§ **Set problem**: Revise every one of the entries below by changing "single marker" to "single point" wherever it occurs. Keep all other text as it is.

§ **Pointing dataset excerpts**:
○ ○ ○ ○
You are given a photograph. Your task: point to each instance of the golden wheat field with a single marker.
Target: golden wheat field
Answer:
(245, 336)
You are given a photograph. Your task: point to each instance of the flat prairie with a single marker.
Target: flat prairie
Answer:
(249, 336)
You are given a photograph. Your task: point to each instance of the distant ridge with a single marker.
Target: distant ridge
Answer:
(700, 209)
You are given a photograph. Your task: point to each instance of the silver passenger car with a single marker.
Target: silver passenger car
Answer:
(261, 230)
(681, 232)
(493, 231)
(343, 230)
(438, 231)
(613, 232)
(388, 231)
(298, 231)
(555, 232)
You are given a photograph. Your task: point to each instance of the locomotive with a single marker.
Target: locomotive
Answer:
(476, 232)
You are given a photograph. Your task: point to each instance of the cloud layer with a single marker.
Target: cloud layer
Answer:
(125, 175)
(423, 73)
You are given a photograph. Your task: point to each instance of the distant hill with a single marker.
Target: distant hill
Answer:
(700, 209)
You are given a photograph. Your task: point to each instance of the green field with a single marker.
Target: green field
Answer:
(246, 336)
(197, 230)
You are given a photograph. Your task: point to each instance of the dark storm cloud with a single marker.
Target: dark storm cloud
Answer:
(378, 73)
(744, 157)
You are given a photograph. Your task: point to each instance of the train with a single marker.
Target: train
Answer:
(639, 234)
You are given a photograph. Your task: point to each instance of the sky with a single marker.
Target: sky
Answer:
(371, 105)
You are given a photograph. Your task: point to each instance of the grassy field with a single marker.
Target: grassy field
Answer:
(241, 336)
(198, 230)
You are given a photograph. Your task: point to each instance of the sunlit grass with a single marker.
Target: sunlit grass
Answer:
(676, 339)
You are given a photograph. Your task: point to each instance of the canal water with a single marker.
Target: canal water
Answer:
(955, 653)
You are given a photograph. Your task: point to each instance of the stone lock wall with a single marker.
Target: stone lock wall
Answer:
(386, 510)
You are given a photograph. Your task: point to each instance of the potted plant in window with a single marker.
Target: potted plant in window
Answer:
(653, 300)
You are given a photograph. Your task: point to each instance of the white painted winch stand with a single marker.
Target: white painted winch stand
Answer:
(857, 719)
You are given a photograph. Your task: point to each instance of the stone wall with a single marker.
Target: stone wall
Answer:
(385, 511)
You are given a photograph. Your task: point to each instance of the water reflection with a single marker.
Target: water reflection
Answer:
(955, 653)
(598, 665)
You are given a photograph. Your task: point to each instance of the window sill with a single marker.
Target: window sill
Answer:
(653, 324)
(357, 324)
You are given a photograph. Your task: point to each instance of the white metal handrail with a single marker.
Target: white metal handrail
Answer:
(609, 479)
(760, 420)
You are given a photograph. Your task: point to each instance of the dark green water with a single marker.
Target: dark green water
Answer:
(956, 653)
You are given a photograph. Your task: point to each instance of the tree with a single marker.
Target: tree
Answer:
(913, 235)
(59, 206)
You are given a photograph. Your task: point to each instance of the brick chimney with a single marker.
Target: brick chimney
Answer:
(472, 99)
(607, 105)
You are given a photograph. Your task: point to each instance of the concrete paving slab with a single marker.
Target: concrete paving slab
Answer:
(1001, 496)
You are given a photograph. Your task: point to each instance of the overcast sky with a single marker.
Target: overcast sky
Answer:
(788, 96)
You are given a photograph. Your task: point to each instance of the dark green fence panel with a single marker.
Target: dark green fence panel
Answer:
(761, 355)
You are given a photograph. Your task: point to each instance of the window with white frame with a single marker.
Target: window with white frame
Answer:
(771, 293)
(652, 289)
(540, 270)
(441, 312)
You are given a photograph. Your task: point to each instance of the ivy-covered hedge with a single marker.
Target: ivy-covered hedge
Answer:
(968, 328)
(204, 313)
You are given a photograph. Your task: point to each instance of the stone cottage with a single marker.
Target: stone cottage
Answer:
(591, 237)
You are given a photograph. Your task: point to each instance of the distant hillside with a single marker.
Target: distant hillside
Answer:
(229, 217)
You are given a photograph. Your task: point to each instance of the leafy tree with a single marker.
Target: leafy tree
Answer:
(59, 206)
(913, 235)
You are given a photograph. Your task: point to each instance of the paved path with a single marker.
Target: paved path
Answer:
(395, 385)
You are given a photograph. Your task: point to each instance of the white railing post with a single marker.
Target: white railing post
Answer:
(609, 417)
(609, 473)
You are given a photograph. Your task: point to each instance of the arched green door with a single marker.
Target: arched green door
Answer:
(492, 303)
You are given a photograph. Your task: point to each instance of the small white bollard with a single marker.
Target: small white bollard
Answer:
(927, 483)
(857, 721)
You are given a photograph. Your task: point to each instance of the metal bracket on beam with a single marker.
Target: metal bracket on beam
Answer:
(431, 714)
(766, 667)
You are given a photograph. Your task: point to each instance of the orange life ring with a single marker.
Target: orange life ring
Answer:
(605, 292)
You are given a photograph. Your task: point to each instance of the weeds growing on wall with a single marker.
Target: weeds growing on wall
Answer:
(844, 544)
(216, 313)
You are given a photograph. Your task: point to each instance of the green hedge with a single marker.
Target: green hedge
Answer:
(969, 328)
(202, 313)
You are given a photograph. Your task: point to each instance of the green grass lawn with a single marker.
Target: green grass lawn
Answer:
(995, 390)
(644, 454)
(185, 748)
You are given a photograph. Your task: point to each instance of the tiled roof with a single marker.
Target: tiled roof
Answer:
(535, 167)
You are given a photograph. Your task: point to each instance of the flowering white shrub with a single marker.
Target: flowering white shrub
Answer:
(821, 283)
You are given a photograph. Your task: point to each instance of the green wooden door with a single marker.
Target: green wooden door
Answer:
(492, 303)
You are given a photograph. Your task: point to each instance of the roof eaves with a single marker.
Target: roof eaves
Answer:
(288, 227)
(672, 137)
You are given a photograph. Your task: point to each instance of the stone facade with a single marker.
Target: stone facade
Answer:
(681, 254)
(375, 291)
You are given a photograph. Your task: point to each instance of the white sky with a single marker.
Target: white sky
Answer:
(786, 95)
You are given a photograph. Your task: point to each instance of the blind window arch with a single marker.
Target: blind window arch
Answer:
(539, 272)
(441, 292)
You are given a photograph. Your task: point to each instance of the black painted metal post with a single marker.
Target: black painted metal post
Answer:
○ ○ ○ ○
§ **Written reply**:
You are given a photograph. Your task: point to each instance of the golden wheat field with a single point.
Target: golden wheat field
Answer:
(245, 336)
You are given a photograph. Your task: point to each instance of the flat prairie with a single point.
Target: flat prairie
Answer:
(249, 336)
You are given a photograph. Your task: point to each instance of the distant ridge with a single point.
Target: distant ridge
Answer:
(700, 209)
You are given a photograph. Your task: point to each instance of the silver passenger car with a single point.
Target: silver passenger car
Answer:
(261, 230)
(681, 232)
(493, 231)
(343, 230)
(438, 231)
(613, 232)
(388, 231)
(298, 231)
(555, 232)
You are given a photograph. Your task: point to each instance of the locomotive with a single point.
Target: locomotive
Answer:
(476, 232)
You are given a photograph. Your task: point to each instance of the cloud layer with a single point.
Target: cloud layer
Answer:
(125, 175)
(423, 73)
You are given a photograph. Your task: point to each instance of the distant hill with a single point.
Target: distant hill
Answer:
(700, 209)
You are given a photograph. Your task: point to each instance of the green field with a single point.
Target: green field
Answer:
(246, 336)
(197, 230)
You are given a photograph. Your task: point to each instance of the dark storm cloud with a single point.
Target: dark storm cloud
Answer:
(378, 73)
(744, 157)
You are given a photograph. Your task: point to each instance of the train with a single point.
Target: train
Answer:
(639, 234)
You are given a photograph. Your task: point to each instance of the sky with a single point.
Target: sky
Answer:
(371, 105)
You are given a photograph. Your task: point to each instance of the grassy field with a single point.
Target: grassy field
Answer:
(241, 336)
(198, 230)
You are given a photograph. Your task: point to each instance of the sunlit grass with a single point.
Target: sunlit grass
Answer:
(676, 339)
You are given a photograph. Your task: point to each instance of the canal water with a single point.
Target: canal water
Answer:
(955, 653)
You are given a photograph. Your task: point to each instance of the stone lock wall with a single point.
Target: stone lock wall
Answer:
(386, 510)
You are given a photograph. Your task: point to each instance of the potted plant in window with a single point.
Target: potted plant in window
Answer:
(653, 300)
You are given a photograph. Your task: point to each instance of the white painted winch stand with a single point.
Target: white painted winch stand
Answer:
(857, 719)
You are given a photograph. Your task: point to each instance of the stone wall with a single point.
Target: stone wall
Answer:
(385, 511)
You are given a photograph. Your task: point to each instance of the water reflection with a single point.
Target: water reflection
Answer:
(955, 653)
(598, 665)
You are given a photograph. Your task: point to each instance of the window sill with a single point.
Target: window sill
Answer:
(653, 324)
(357, 324)
You are given a photograph. Your task: point to each instance of the white metal handrail with a single point.
Target: white metal handrail
Answer:
(609, 479)
(760, 420)
You are given a photograph. Your task: point to each instance of the dark green water with a single point.
Target: dark green water
Answer:
(956, 653)
You are given a photograph. Your task: point to each instance of the tree with a single point.
Target: tree
Answer:
(913, 235)
(59, 206)
You are given a photograph. Your task: point to each instance of the brick chimney with a single point.
Target: brick chimney
Answer:
(472, 99)
(607, 105)
You are given a photograph. Your task: point to each instance of the concrete paving slab with a single point.
Target: concrete paving slab
Answer:
(1001, 496)
You are given a photograph. Your task: point to each instance of the overcast sky with a single point.
Target: overcast sky
Answer:
(788, 96)
You are given a photograph. Your task: point to each instance of the dark green fence panel with a single point.
Target: dark green fence panel
Answer:
(761, 355)
You are given a photograph. Your task: point to each instance of the window with white frame with a single point.
Target: window with white frame
Answer:
(771, 293)
(652, 289)
(540, 270)
(441, 312)
You are given a photograph. Your task: point to each instance of the ivy-covered hedge with a single point.
Target: ivy-covered hedge
Answer:
(968, 328)
(204, 313)
You are given a photograph. Your task: point to each instance of the stone cottage with a single point.
Target: stone cottage
Answer:
(591, 237)
You are given a photograph. Your task: point to each instance of the distant hillside with a single point.
Target: distant hillside
Answer:
(229, 217)
You are given a photograph. Your task: point to each instance of the leafy tree with a single point.
Target: leafy tree
Answer:
(59, 206)
(913, 235)
You are given a photograph. Your task: point to each instance of the paved path with a single point.
Target: paved path
Answer:
(395, 385)
You are given a photograph. Your task: point to each instance of the white railing post with a single point.
Target: white railing post
Answer:
(609, 417)
(609, 473)
You are given a photograph. Your task: point to each instance of the arched green door with a single point.
Target: arched green door
Answer:
(492, 303)
You are given a photograph. Your task: point to each instance of the small white bollard with a single point.
Target: small white bollard
Answer:
(927, 483)
(857, 721)
You are given a photograph. Your task: point to each instance of the metal bracket on beam with a single point.
Target: metal bracket on beam
Answer:
(431, 714)
(766, 667)
You are given a photograph. Your task: point to each instance of the orange life ring with a single point.
Target: orange life ring
Answer:
(605, 292)
You are given a photograph. Your task: point to each instance of the weeds growing on wall with a single point.
Target: weeds growing on wall
Answer:
(844, 544)
(216, 313)
You are given a photograph. Your task: point to each instance of the green hedge with a single point.
Target: green hedge
Answer:
(969, 328)
(202, 313)
You are given a photograph. Your task: point to each instance of the green grass lawn with a single point.
Target: green grass lawn
Answer:
(995, 390)
(644, 454)
(185, 748)
You are given a photograph. Your task: point to each instance of the tiled roof with a single point.
Target: tiled roof
Answer:
(535, 167)
You are given a photograph. Your task: point to each instance of the flowering white shrub with a single point.
Target: flowering white shrub
Answer:
(821, 283)
You are given a photograph. Your task: point to each instance of the green wooden door with a single point.
Target: green wooden door
Answer:
(492, 303)
You are given a photograph. Your task: point to each instance of the roof eaves with a single point.
Target: roof eaves
Answer:
(288, 227)
(672, 137)
You are given a photograph. Your task: point to each instance of the stone facade with a single point.
Target: stone facade
Answer:
(681, 254)
(375, 291)
You are given a photograph. Your task: point to each instance of the white sky with a single point.
Target: white sky
Answer:
(786, 95)
You are given a photograph. Your task: point to each instance of the blind window arch with a single point.
Target: blind window arch
Answer:
(539, 272)
(441, 292)
You are given a photograph. Your task: point to each instance of the black painted metal post with a single point.
Target: black painted metal post
Answer:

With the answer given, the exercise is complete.